**GOAL OF THE EXERCISE**
How many lines in the records below contain the string "bowl"? Reply with the number alone.

**** SOURCE DATA

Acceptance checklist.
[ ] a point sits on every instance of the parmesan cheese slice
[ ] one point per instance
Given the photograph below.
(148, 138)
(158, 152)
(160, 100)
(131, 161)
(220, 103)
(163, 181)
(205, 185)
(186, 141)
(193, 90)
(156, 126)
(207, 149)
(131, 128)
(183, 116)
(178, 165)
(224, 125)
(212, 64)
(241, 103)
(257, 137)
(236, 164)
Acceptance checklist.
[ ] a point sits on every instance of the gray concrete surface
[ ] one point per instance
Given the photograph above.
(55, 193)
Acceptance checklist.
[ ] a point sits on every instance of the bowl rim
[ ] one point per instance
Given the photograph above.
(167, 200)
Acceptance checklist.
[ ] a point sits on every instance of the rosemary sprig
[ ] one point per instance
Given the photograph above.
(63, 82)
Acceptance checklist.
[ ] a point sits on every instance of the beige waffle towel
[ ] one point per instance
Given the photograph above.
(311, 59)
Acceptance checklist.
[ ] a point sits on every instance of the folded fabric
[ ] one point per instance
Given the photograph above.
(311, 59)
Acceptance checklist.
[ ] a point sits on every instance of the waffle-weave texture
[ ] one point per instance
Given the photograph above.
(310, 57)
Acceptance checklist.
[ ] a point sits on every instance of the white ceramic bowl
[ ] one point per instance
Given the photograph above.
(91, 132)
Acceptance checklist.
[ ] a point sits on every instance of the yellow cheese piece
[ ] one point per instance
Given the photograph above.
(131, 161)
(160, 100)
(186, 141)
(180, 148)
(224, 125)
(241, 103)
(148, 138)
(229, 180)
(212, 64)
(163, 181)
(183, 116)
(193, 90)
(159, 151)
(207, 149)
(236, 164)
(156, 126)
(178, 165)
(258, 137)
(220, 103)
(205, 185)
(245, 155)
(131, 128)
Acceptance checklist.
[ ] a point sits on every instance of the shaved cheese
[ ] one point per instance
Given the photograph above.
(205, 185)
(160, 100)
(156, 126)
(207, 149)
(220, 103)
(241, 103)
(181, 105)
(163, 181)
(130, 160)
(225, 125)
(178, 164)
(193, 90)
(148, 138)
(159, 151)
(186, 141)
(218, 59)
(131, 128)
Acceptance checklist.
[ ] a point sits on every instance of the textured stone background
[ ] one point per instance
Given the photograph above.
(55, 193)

********

**IN RESPONSE**
2